== Segment start ==

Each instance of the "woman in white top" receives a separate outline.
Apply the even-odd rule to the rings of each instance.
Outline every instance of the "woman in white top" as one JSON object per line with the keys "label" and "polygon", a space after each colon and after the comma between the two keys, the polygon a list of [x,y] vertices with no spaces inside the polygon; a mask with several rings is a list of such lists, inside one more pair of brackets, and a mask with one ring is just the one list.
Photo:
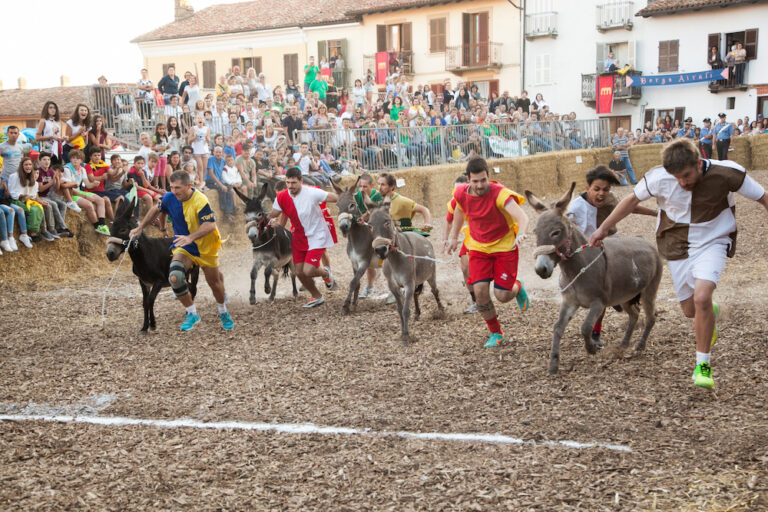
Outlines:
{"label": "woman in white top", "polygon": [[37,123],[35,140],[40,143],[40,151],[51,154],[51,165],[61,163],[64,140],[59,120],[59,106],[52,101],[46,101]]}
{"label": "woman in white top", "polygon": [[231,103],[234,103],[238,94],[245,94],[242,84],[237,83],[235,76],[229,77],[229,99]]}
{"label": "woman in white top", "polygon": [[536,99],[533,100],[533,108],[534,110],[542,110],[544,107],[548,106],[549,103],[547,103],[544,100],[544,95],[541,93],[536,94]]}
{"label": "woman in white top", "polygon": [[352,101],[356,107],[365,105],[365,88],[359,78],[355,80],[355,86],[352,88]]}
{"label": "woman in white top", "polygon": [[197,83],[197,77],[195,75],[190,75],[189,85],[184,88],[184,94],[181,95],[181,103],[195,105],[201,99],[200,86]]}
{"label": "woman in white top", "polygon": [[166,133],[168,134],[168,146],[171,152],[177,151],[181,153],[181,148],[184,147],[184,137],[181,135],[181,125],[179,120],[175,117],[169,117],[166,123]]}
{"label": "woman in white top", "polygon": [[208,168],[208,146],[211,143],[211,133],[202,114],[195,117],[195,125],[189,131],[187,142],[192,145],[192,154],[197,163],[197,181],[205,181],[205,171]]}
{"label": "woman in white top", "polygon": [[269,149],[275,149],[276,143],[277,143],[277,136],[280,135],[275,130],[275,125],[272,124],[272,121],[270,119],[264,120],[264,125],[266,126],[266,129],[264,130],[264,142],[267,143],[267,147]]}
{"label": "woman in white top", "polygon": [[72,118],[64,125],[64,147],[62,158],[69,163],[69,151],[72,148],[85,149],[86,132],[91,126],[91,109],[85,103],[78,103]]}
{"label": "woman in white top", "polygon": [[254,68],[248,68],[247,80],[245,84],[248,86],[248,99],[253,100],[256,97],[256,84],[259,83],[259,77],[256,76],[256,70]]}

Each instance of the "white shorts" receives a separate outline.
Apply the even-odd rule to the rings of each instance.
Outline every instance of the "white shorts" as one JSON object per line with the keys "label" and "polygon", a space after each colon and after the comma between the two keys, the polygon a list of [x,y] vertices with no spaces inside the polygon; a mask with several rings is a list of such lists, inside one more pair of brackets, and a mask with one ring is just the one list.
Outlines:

== Segment end ==
== Segment start ==

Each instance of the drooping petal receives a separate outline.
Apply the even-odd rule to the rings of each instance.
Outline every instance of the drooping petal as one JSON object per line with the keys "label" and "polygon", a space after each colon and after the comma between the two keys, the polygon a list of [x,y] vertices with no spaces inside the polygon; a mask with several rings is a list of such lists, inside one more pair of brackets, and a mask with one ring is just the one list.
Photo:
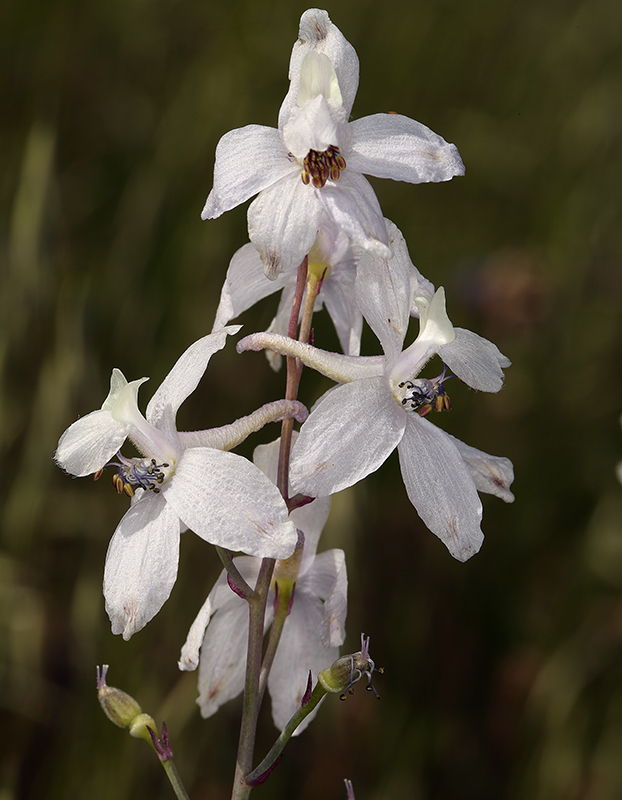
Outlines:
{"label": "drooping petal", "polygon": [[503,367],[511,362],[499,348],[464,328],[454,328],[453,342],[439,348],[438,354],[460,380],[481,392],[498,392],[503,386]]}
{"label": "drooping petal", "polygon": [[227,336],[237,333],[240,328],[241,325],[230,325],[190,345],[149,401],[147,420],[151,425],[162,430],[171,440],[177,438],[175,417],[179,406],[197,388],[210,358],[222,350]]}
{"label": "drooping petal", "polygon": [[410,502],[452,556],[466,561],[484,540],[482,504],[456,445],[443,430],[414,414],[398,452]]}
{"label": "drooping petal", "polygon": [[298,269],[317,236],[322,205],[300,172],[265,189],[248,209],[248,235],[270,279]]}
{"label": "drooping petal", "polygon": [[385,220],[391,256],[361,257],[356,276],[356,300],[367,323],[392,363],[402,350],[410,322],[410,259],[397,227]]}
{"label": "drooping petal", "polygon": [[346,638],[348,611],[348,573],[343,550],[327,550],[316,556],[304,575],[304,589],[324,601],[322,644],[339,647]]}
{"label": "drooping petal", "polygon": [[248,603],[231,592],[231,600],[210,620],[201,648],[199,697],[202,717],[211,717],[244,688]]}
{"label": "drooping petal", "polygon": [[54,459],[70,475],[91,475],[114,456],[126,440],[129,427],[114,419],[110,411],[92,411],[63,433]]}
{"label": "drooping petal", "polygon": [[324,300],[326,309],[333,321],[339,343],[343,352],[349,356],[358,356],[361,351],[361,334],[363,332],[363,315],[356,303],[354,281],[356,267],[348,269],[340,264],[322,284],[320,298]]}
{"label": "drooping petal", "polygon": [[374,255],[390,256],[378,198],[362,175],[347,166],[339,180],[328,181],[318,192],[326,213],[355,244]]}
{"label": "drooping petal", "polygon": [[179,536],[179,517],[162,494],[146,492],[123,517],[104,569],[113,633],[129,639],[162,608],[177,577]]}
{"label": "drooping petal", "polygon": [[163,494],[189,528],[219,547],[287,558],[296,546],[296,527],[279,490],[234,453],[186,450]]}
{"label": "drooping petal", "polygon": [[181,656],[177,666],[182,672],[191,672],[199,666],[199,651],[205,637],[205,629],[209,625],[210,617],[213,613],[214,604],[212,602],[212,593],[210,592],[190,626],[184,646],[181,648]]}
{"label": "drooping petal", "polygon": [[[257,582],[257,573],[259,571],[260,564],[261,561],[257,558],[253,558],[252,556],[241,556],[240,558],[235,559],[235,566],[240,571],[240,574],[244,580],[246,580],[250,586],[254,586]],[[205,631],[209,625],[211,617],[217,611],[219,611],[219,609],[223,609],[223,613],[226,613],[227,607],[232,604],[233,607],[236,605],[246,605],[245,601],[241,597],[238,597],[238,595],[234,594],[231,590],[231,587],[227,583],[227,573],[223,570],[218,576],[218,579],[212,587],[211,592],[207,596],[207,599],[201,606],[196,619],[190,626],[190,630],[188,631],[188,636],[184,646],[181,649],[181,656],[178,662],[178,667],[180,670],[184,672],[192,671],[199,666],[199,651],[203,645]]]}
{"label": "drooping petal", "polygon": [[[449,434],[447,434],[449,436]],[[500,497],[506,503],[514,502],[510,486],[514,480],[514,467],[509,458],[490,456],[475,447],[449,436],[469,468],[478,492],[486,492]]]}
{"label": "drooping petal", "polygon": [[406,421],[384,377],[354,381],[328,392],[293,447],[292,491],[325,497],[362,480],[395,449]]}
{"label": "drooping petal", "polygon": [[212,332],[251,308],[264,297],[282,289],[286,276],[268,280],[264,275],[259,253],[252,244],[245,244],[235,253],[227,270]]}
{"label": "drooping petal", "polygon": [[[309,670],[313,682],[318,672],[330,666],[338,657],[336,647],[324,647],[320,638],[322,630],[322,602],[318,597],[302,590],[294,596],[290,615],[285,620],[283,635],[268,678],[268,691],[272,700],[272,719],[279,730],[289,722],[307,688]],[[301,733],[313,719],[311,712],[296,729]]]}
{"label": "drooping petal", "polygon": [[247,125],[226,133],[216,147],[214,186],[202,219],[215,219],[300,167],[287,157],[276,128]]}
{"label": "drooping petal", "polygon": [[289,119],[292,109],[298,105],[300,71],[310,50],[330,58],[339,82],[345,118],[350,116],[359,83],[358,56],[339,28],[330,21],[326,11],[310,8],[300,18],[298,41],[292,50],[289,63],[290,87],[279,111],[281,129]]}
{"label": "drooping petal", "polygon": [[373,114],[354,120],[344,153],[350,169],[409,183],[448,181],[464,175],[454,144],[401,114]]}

== Segment end ==

ACTIVITY: What lines in the material above contain the word "receives"? Copy them out.

RESPONSE TO THIS EXERCISE:
Each instance of the "woman in white top" receives a separate outline.
Each instance of the "white shorts" receives a separate outline.
Each instance of the drooping petal receives a separate outline.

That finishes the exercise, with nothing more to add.